**Data for analysis:**
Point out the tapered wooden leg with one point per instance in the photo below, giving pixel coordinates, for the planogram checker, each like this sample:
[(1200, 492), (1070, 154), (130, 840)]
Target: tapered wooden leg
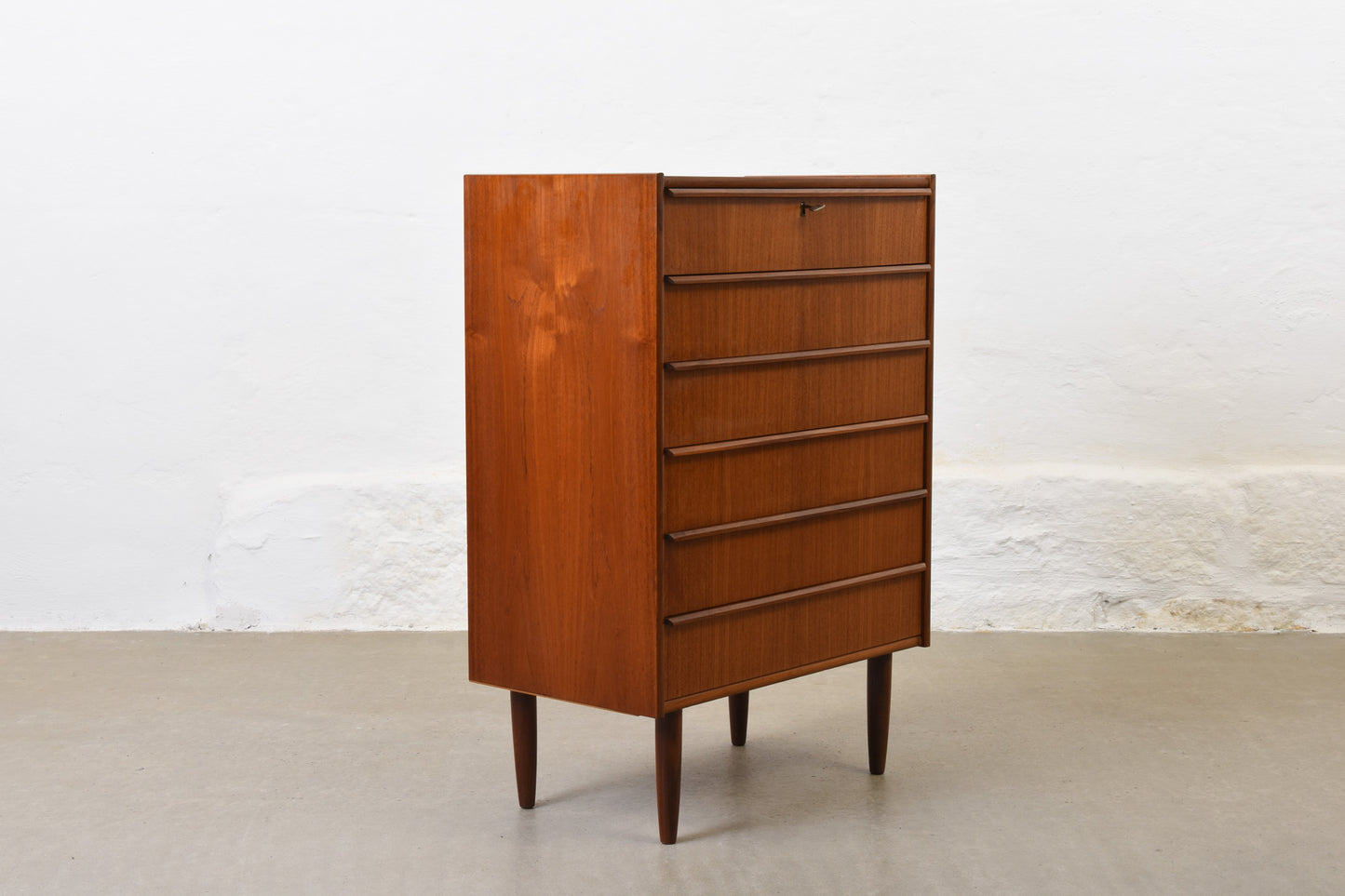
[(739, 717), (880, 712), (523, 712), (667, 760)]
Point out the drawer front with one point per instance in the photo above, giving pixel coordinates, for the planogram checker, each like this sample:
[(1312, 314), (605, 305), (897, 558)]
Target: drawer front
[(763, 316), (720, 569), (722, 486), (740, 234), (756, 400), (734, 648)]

* * *

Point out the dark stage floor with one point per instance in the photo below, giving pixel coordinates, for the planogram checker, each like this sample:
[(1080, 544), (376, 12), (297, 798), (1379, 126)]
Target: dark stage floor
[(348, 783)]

**Your instructions:**
Please print the lines above word for word, starting at the one with "Point out the tapered" and ending at the one with "Point out the drawer", both included, and without any picture.

**Result of the exercise:**
Point out the tapered wooden leg with one point per instance in the photo below, giving pixel coordinates, for the planogram checker, each like this sample:
[(1200, 492), (1070, 154), (130, 840)]
Target: tapered wooden leg
[(739, 717), (880, 712), (523, 712), (667, 760)]
Point out the drawer front with one point per instance in the photo above, giving pixel coordinates, for the planogram checker, each like this sample:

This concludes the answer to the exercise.